Exercise objective: An exact, word-for-word copy of the entries is required, beginning at the line that contains "Category: green grass pitch" and ending at the last line, both included.

+--

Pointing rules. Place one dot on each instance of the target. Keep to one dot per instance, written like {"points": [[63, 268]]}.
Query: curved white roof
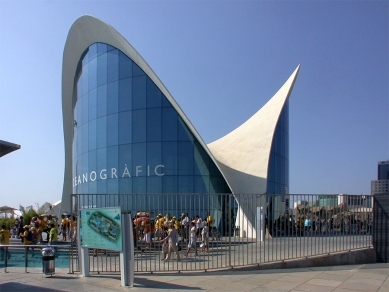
{"points": [[84, 32], [243, 154]]}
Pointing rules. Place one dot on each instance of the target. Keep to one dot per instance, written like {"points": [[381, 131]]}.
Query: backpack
{"points": [[30, 236]]}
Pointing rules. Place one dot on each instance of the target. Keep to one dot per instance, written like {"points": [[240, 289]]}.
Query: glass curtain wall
{"points": [[128, 138]]}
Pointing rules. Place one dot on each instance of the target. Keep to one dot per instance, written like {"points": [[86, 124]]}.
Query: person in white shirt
{"points": [[192, 238], [199, 225], [173, 239]]}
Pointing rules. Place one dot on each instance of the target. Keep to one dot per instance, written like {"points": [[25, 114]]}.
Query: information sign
{"points": [[101, 228]]}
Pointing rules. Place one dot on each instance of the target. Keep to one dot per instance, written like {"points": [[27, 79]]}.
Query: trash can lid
{"points": [[47, 251]]}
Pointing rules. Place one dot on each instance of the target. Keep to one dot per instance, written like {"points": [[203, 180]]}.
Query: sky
{"points": [[221, 61]]}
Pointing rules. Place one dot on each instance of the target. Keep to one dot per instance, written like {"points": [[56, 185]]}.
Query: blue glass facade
{"points": [[278, 170], [128, 138]]}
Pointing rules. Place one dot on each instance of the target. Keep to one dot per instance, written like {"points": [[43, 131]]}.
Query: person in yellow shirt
{"points": [[41, 227], [74, 235], [5, 235], [64, 227], [54, 236]]}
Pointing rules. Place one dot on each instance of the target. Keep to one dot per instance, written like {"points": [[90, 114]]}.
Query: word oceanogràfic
{"points": [[113, 174]]}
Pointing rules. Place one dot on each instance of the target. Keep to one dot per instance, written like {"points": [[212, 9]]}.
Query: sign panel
{"points": [[101, 228]]}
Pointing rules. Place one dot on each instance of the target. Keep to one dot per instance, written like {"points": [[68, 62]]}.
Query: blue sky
{"points": [[221, 61]]}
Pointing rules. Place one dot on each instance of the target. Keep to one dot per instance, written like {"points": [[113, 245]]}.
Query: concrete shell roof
{"points": [[243, 154]]}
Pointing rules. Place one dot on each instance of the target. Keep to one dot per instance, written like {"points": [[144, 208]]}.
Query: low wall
{"points": [[355, 257]]}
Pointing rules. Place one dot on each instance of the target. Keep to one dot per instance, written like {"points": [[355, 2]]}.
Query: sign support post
{"points": [[127, 254]]}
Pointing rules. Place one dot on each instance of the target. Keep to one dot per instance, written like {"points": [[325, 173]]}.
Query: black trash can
{"points": [[48, 261]]}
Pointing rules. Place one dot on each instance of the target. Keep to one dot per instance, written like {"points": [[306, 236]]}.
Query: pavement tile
{"points": [[371, 274], [341, 277], [324, 282], [366, 281], [359, 287], [294, 279], [309, 288], [237, 286], [280, 285]]}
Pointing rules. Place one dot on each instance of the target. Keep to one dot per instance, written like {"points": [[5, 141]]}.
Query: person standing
{"points": [[172, 237], [5, 235], [192, 238], [21, 227], [53, 239]]}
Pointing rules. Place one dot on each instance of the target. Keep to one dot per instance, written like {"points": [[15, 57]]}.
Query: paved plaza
{"points": [[367, 277]]}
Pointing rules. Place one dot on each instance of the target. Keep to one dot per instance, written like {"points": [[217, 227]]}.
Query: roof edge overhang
{"points": [[244, 153]]}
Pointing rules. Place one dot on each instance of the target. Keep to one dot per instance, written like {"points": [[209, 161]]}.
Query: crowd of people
{"points": [[169, 230], [310, 225], [39, 230]]}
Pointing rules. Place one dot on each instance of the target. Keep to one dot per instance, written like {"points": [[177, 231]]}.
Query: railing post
{"points": [[26, 260], [6, 259], [229, 232]]}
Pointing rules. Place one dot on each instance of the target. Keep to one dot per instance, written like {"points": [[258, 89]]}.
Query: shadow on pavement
{"points": [[14, 286]]}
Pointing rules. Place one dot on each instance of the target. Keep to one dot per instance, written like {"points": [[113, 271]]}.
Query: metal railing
{"points": [[246, 229], [29, 256]]}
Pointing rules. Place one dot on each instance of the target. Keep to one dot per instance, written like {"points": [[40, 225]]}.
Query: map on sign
{"points": [[101, 228]]}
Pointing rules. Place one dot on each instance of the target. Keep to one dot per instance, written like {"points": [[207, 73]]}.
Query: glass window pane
{"points": [[125, 94], [136, 71], [102, 69], [154, 95], [154, 185], [92, 135], [139, 132], [85, 80], [113, 65], [139, 185], [139, 92], [102, 101], [154, 130], [185, 158], [112, 186], [154, 159], [92, 163], [201, 184], [165, 102], [79, 140], [85, 138], [125, 161], [125, 185], [112, 97], [101, 187], [139, 159], [101, 163], [92, 104], [169, 124], [92, 74], [92, 52], [112, 129], [84, 109], [185, 184], [101, 48], [170, 184], [201, 159], [125, 66], [125, 127], [183, 133], [102, 132], [169, 156]]}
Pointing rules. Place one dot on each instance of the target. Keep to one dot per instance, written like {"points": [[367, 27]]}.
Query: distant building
{"points": [[381, 185], [383, 170]]}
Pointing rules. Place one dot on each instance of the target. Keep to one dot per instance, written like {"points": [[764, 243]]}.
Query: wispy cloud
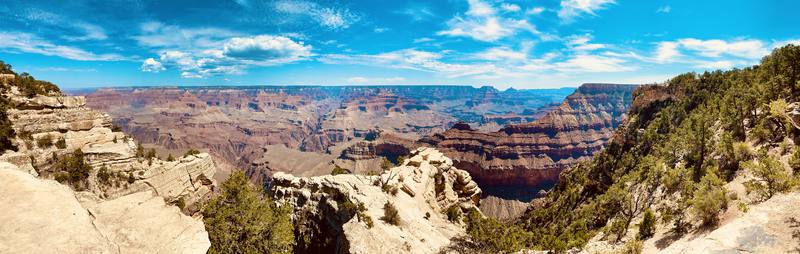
{"points": [[230, 56], [17, 42], [334, 18], [374, 80], [572, 9], [481, 23]]}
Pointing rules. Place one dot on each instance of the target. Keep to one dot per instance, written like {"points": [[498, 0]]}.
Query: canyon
{"points": [[521, 160], [248, 128], [121, 203]]}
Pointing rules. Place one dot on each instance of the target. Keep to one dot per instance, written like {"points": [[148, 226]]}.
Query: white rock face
{"points": [[43, 216], [419, 194], [766, 228]]}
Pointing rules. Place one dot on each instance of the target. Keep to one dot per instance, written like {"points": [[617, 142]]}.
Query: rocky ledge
{"points": [[531, 155], [123, 204], [43, 216], [347, 208]]}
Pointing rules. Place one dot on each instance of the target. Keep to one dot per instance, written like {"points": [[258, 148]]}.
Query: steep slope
{"points": [[344, 213], [530, 156], [706, 163], [113, 198]]}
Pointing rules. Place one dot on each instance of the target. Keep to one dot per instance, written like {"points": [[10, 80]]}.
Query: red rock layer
{"points": [[533, 154]]}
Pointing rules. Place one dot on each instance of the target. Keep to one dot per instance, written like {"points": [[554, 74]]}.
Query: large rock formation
{"points": [[123, 204], [43, 216], [236, 124], [425, 186], [530, 156]]}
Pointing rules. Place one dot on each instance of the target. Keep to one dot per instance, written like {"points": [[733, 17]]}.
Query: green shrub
{"points": [[242, 220], [338, 170], [191, 152], [390, 214], [61, 143], [709, 198], [648, 226], [454, 213], [103, 176], [73, 169], [771, 177], [7, 132], [44, 141], [390, 188], [632, 247]]}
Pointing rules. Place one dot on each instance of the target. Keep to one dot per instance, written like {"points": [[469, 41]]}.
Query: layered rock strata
{"points": [[427, 184], [124, 204], [43, 216], [531, 155]]}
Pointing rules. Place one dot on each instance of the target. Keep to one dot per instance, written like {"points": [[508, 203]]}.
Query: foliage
{"points": [[243, 220], [454, 213], [390, 214], [690, 142], [191, 152], [338, 170], [6, 130], [61, 143], [73, 169], [494, 236], [771, 177], [45, 141], [709, 198], [648, 226]]}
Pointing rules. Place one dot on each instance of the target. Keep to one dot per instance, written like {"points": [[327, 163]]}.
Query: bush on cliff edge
{"points": [[243, 220]]}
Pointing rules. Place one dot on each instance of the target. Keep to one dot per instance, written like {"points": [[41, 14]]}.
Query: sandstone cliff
{"points": [[426, 185], [530, 156], [43, 216], [121, 204]]}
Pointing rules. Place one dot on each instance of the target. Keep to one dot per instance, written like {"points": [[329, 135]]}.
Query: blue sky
{"points": [[503, 43]]}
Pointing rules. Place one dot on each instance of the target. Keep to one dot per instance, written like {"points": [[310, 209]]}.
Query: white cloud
{"points": [[510, 7], [423, 39], [412, 59], [593, 63], [715, 64], [535, 11], [159, 35], [571, 9], [29, 43], [266, 49], [152, 65], [332, 18], [479, 8], [581, 43], [232, 56], [747, 48], [418, 12], [364, 80], [501, 54], [482, 24], [667, 52]]}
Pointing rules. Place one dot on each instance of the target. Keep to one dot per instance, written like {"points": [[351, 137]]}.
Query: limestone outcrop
{"points": [[124, 203], [424, 187], [43, 216], [531, 155]]}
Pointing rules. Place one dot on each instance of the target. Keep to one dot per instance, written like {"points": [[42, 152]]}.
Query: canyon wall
{"points": [[121, 203], [520, 159]]}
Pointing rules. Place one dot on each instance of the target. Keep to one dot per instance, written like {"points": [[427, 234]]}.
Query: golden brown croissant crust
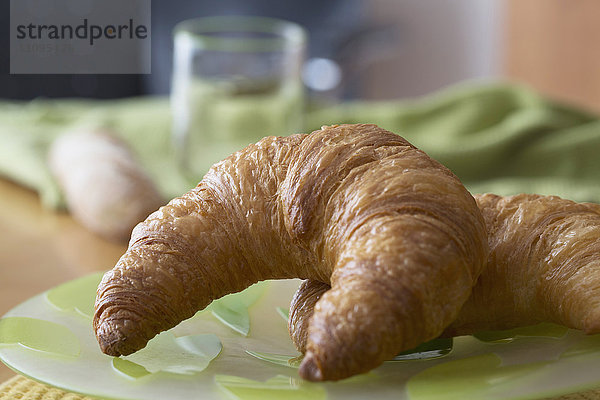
{"points": [[544, 266], [395, 234]]}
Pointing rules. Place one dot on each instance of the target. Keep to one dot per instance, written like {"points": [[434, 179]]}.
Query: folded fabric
{"points": [[498, 137]]}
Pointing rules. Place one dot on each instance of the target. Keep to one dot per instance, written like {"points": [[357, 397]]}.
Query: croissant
{"points": [[393, 232], [543, 266]]}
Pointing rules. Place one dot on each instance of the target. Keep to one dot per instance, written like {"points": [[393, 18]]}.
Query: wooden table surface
{"points": [[42, 248]]}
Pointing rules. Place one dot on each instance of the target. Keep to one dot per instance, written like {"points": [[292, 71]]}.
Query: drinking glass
{"points": [[235, 80]]}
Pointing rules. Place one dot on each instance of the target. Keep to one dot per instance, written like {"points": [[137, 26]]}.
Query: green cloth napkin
{"points": [[499, 138]]}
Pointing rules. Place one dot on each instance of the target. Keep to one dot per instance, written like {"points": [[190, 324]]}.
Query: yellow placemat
{"points": [[21, 388]]}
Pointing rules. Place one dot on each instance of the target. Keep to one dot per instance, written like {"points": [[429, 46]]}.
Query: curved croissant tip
{"points": [[309, 369], [113, 343]]}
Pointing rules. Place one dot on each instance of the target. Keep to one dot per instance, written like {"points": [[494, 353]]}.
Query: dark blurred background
{"points": [[359, 39], [379, 49]]}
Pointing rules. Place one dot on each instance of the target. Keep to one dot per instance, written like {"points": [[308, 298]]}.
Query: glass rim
{"points": [[204, 32]]}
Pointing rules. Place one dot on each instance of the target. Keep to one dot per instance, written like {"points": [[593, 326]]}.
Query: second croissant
{"points": [[543, 267]]}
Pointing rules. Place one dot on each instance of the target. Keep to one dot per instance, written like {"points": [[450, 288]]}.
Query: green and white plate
{"points": [[239, 348]]}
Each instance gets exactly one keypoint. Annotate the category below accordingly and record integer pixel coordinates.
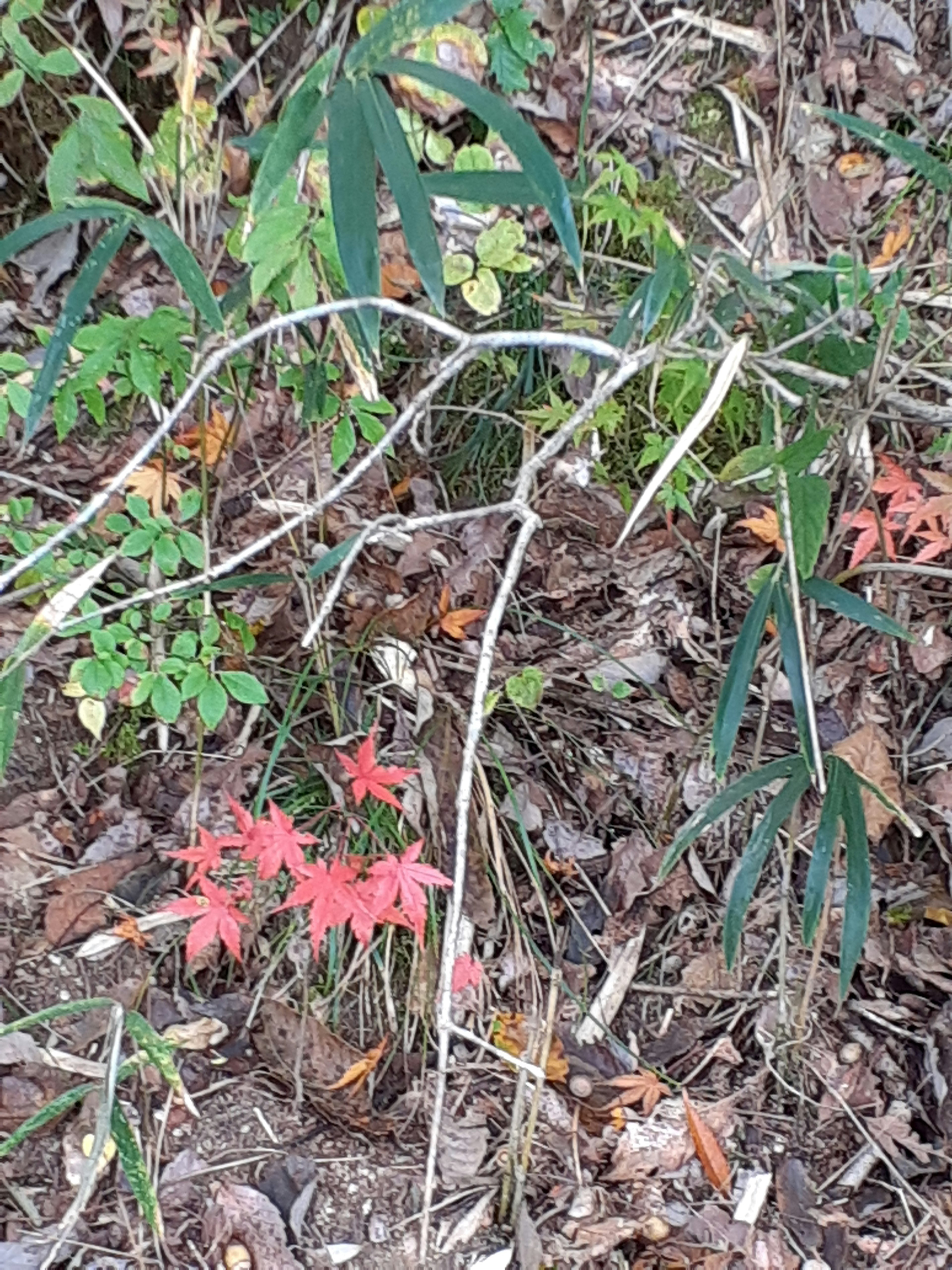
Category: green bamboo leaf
(826, 839)
(723, 803)
(856, 910)
(737, 683)
(932, 169)
(503, 189)
(537, 164)
(295, 133)
(793, 668)
(404, 180)
(753, 860)
(130, 1154)
(828, 595)
(168, 244)
(31, 233)
(70, 320)
(353, 196)
(397, 29)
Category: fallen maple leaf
(371, 779)
(157, 486)
(642, 1088)
(766, 528)
(709, 1150)
(215, 915)
(357, 1074)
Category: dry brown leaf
(867, 755)
(158, 486)
(766, 528)
(357, 1074)
(709, 1150)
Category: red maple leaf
(869, 526)
(371, 779)
(216, 916)
(329, 889)
(206, 857)
(276, 843)
(403, 877)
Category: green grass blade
(353, 196)
(70, 320)
(753, 860)
(815, 891)
(295, 133)
(398, 29)
(828, 595)
(932, 169)
(407, 187)
(537, 164)
(856, 911)
(503, 189)
(793, 668)
(721, 803)
(737, 683)
(135, 1169)
(188, 275)
(31, 233)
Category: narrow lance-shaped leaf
(537, 164)
(397, 29)
(723, 803)
(753, 860)
(353, 196)
(294, 134)
(793, 668)
(824, 843)
(737, 683)
(828, 595)
(70, 320)
(856, 911)
(404, 180)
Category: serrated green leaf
(537, 164)
(856, 910)
(793, 668)
(824, 843)
(353, 196)
(828, 595)
(244, 688)
(188, 275)
(723, 803)
(932, 169)
(809, 510)
(295, 133)
(70, 320)
(397, 29)
(737, 683)
(753, 860)
(404, 180)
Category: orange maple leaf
(766, 528)
(157, 487)
(357, 1074)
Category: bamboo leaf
(754, 857)
(826, 839)
(353, 196)
(70, 320)
(168, 244)
(404, 180)
(828, 595)
(737, 683)
(397, 29)
(721, 803)
(856, 910)
(537, 164)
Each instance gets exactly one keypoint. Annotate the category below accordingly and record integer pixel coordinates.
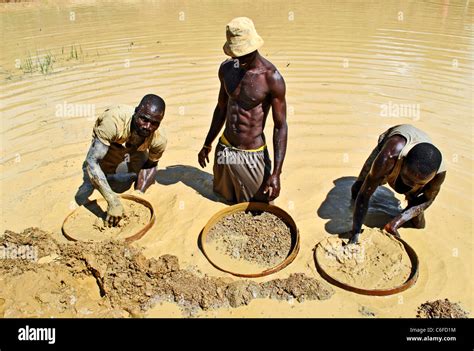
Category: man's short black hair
(153, 103)
(424, 158)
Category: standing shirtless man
(250, 85)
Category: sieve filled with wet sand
(250, 239)
(379, 264)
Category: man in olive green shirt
(126, 139)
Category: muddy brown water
(352, 70)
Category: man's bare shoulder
(225, 66)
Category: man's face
(414, 179)
(147, 123)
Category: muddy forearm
(360, 211)
(99, 181)
(146, 177)
(410, 213)
(280, 137)
(97, 176)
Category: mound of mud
(260, 238)
(113, 279)
(378, 261)
(441, 309)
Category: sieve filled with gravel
(258, 237)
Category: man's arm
(426, 198)
(146, 176)
(218, 120)
(97, 152)
(280, 132)
(381, 167)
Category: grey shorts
(240, 175)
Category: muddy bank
(113, 279)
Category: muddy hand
(115, 213)
(390, 228)
(272, 187)
(203, 156)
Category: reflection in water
(191, 176)
(342, 62)
(337, 207)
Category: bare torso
(248, 104)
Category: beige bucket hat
(242, 37)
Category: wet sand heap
(378, 261)
(257, 237)
(122, 282)
(87, 223)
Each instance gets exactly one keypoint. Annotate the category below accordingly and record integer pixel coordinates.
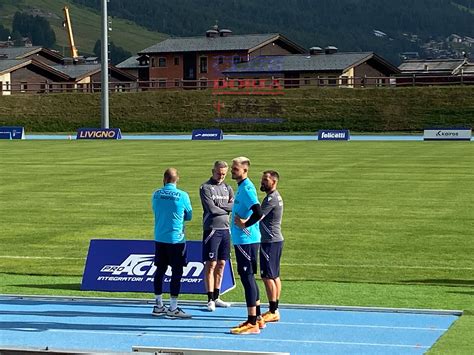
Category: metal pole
(105, 68)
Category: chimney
(330, 50)
(316, 51)
(225, 32)
(212, 33)
(68, 61)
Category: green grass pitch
(366, 223)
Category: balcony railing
(244, 86)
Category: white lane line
(382, 266)
(240, 338)
(39, 257)
(363, 326)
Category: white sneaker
(177, 313)
(211, 306)
(159, 311)
(221, 303)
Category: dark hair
(170, 175)
(275, 176)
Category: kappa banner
(127, 266)
(99, 133)
(207, 135)
(447, 134)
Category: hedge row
(297, 110)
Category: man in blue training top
(171, 207)
(245, 233)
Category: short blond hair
(241, 160)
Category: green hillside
(86, 24)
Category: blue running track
(118, 325)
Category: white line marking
(240, 338)
(382, 266)
(362, 326)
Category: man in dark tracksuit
(217, 200)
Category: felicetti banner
(334, 135)
(99, 133)
(12, 132)
(447, 134)
(128, 266)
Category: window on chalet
(162, 62)
(203, 64)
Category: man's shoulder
(205, 184)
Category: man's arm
(208, 203)
(188, 210)
(254, 217)
(227, 206)
(267, 207)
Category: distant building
(206, 57)
(435, 71)
(320, 67)
(40, 54)
(41, 70)
(138, 66)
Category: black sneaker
(177, 313)
(159, 311)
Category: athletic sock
(173, 303)
(159, 300)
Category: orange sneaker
(245, 328)
(271, 317)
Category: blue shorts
(270, 255)
(215, 245)
(246, 257)
(170, 254)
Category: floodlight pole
(105, 68)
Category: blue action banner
(99, 133)
(12, 132)
(128, 266)
(207, 134)
(334, 135)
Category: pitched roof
(430, 66)
(207, 44)
(18, 52)
(77, 71)
(131, 63)
(23, 52)
(80, 71)
(304, 62)
(8, 65)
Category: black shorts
(246, 257)
(270, 255)
(170, 254)
(216, 245)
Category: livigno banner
(127, 266)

+--

Task result:
Category: green grass pitch
(366, 223)
Category: balcony railing
(244, 86)
Category: white lane line
(382, 266)
(240, 338)
(39, 257)
(363, 326)
Category: white sneaker
(177, 313)
(211, 306)
(159, 311)
(221, 303)
Category: dark hair
(170, 175)
(275, 176)
Category: kappa banner
(127, 266)
(99, 133)
(207, 135)
(447, 134)
Category: hedge row
(297, 110)
Category: man in blue training top
(171, 207)
(245, 233)
Category: short blond hair
(241, 160)
Category: green hillside
(86, 24)
Category: blue running track
(118, 325)
Category: white line marking
(240, 338)
(382, 266)
(362, 326)
Category: man in dark tracksuit
(217, 200)
Category: felicetti banner
(334, 135)
(99, 133)
(12, 132)
(447, 134)
(128, 266)
Category: window on chalet
(162, 62)
(203, 64)
Category: man's shoulder
(205, 184)
Category: man's arm
(208, 203)
(188, 210)
(254, 217)
(227, 206)
(267, 207)
Category: distant building
(206, 57)
(435, 71)
(320, 67)
(40, 54)
(41, 70)
(138, 66)
Category: black sneaker
(177, 313)
(159, 311)
Category: athletic sock
(173, 303)
(159, 300)
Category: orange sneaker
(245, 328)
(271, 317)
Category: blue shorts
(270, 255)
(215, 245)
(246, 257)
(170, 254)
Category: floodlight pole
(105, 68)
Category: blue action banner
(99, 133)
(12, 132)
(128, 266)
(207, 134)
(334, 135)
Category: pitched roof
(430, 66)
(207, 44)
(18, 52)
(77, 71)
(131, 63)
(23, 52)
(80, 71)
(304, 62)
(8, 65)
Category: black shorts
(246, 257)
(270, 255)
(170, 254)
(216, 245)
Category: livigno banner
(127, 266)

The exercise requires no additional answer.